Work instruction:
Can you reproduce the album review from "And the result" up to and including "melancholy and happiness.", substituting "shoegaze" for "dream pop"?

*** Opening Excerpted text ***

MCMXCVIII, Ibi Ego
Prima Crush / Discos Tormento
by Marty Preciado
MCMXCVIII (or 1998) had been in production for years, with Ibi Ego's proclivity for perfection keeping their light in the dark, so much so that their debut album was becoming more and more of a far-fetched idea. It took time for the Tijuana band to burnish sound and deliver an album encompassing high caliber production, sound, and overall quality, but, thanks to Tijuana cassette label Prima Crush and Mexico City's renowned Discos Tormento, the album finally came to light.
And the result is superb dream pop, a gem sitting somewhere between Xiu Xiu and Cocteau Twins. It’s bathed in synths, loops, melody, noise, fuss, and guitars; all of the aforementioned conducive to lush lo-fi textures. The complex layers of instruments are backed by You Schaffner’s beatific voice, glowing over rich melodies.
Catering and staying true to the bi-national identity of their city, the album consists of 10 tracks intermingling in Spanish and English. "You and me vs. the sea" is the opening song of the album, and it’s explosive. Accented with pulsing sounds, it conjures a frenetic strobe in the dark. The track is enhanced with electronic beats leading to a dynamic mix of a reverb-tinged dream and haunting nostalgia. It's the perfect juxtaposition: light and dark, haunting and joyful, melancholy and happiness.
The jaw-dropping, hair-raising, synth-drenched "1998" sends chills down the spine. The soothing vocals enveloped in guitar loops usher in kick drums that heighten the song to a steady build up of layers of reverb and clashing sounds. But a breakdown of the tracks of the album would be a mistake. The album serves as one piece, with every song intertwined with the next, a natural and organic flow of sounds and ambience.

*** Closing Excerpted text ***
*** Opening Supplied records ***

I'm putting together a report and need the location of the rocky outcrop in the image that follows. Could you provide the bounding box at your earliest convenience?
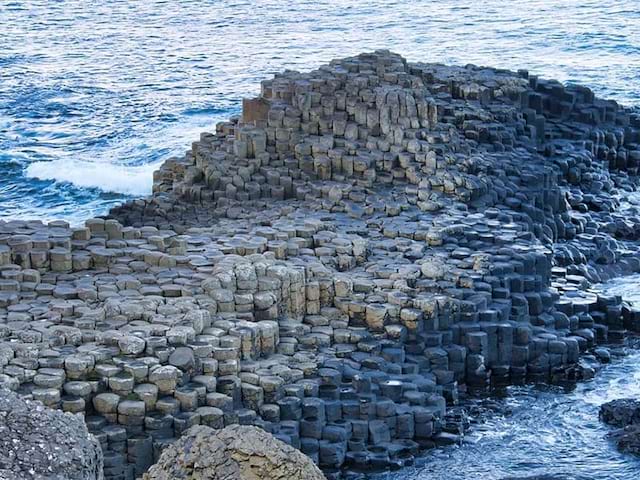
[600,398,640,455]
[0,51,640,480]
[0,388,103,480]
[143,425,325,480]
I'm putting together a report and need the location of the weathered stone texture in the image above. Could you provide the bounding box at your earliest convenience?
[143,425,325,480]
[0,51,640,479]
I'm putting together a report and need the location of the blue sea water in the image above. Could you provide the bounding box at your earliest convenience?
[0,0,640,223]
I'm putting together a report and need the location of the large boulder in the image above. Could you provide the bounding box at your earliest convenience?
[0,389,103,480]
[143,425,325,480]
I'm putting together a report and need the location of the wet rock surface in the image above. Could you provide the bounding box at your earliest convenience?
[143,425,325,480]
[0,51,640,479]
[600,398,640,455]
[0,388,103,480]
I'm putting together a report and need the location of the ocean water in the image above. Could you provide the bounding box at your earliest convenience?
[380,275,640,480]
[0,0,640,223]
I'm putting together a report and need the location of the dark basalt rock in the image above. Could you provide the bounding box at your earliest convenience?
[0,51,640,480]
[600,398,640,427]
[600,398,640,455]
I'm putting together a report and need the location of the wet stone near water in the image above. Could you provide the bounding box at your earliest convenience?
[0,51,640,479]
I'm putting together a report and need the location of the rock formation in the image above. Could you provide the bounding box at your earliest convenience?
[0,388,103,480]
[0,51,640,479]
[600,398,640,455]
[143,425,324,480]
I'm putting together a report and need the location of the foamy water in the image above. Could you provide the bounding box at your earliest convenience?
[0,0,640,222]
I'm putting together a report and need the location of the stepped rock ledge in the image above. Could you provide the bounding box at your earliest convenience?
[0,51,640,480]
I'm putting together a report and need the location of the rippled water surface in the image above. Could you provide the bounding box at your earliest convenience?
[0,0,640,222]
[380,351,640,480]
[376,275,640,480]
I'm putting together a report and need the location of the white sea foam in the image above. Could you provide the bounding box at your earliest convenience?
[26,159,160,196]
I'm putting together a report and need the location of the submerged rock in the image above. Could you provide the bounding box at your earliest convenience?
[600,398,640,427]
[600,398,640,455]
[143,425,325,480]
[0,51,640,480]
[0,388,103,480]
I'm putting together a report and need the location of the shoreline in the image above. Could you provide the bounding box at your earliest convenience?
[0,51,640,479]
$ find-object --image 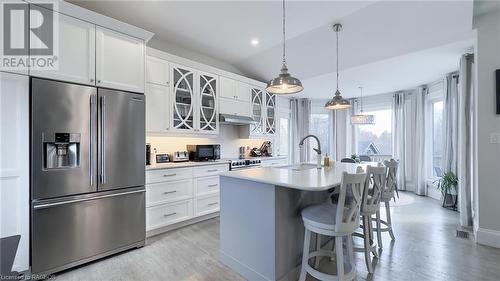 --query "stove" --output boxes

*** Closing Supplied records ***

Result of the task:
And the result is superb shoegaze, a gem sitting somewhere between Xiu Xiu and Cocteau Twins. It’s bathed in synths, loops, melody, noise, fuss, and guitars; all of the aforementioned conducive to lush lo-fi textures. The complex layers of instruments are backed by You Schaffner’s beatific voice, glowing over rich melodies.
Catering and staying true to the bi-national identity of their city, the album consists of 10 tracks intermingling in Spanish and English. "You and me vs. the sea" is the opening song of the album, and it’s explosive. Accented with pulsing sounds, it conjures a frenetic strobe in the dark. The track is enhanced with electronic beats leading to a dynamic mix of a reverb-tinged dream and haunting nostalgia. It's the perfect juxtaposition: light and dark, haunting and joyful, melancholy and happiness.